▸ **Document excerpt**
News
Tees-based learning: Learning about medicine and health via community placements
(21 July 2010)
The programme in Phase 1 medicine at Durham University is distinctive for the many opportunities it provides for students to experience patient contact and community-based healthcare early in their training. Central to these opportunities is the community-placement in which students spend time as participant-observer with a Teesside agency involved in health, education and social welfare. The aim of the scheme is to broaden students' experience of medicine in the community and understanding of health and welfare issues from the patient and provider perspective. Seeing health being 'done' in this way also helps students to better understand how social factors such as gender, class, housing and environment affect both health and health services.
The scheme at Durham is unique in its scope and duration. There are currently over 60 organisations offering placements to students ranging from public health to children's centres and special schools, mental health support groups to hospices. Students spend a full year working with their placement provider on a weekly basis.

▸ **Tasks to complete**
**1.** Answer these from the news item on Durham's community placements:
(a) In which university programme do students take part in the community-placement scheme?
(b) How many organisations currently offer placements?
(c) For how long, and how often, do students work with their placement provider?
**2.** Write a continuation of the news item on Durham's community placements, starting after its last sentence.
The data placed after this point comes from a different source than the news item on Durham's community placements.

▸ **Source data**
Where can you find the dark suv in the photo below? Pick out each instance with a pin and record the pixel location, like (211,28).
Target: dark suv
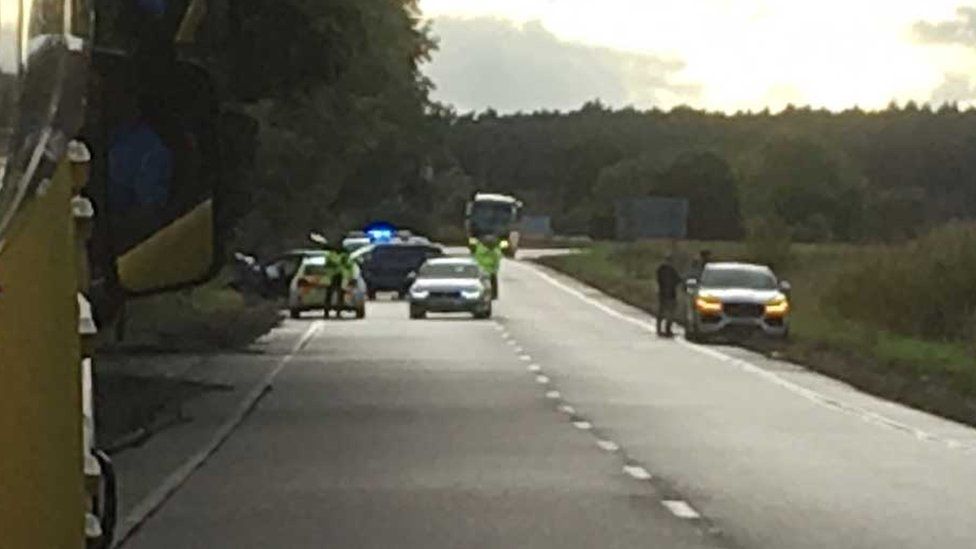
(388,267)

▸ **Responses to the tasks**
**1.**
(a) Phase 1 medicine at Durham University
(b) Over 60
(c) A full year, on a weekly basis

**2.**
This year the School of Medicine and Health hosted a one day event, funded by the Centre for Excellence in Teaching and Learning for Health North East (CETL4HealthNE), which brought together students, staff, placement providers and colleagues from other medical schools interested in community-based learning. The event was both an opportunity to celebrate the placement scheme and to begin to explore its effects on both students' and doctors' practice and on placement providers.
Dr Simon Forrest, one of the organisers of the event along with Dr Andrew Russell who helped to conceive it, and Dr Veronique Griffith who is working on a study of the schemes impact on students, said, 'It was great day. We were very pleased to see so many colleagues from the local community, the university and other medical schools. We all agreed that at its best community-based learning offers something to every one involved. Students get first-hand experience of how agencies work; what kinds of needs and concerns their future patients have and how they handle these. They also get to observe and practice important skills such as communication. For many it's a step well outside their previous experience and comfort zones. Placement providers can also benefit. Students can bring skills to their placement which can be employed to help the agency's work. The agency can get the benefit of a new pair of eyes helping them to reflect on their practice and to positively influence the knowledge, understanding and skills of future doctors'.
A full report on the event will be published later this year.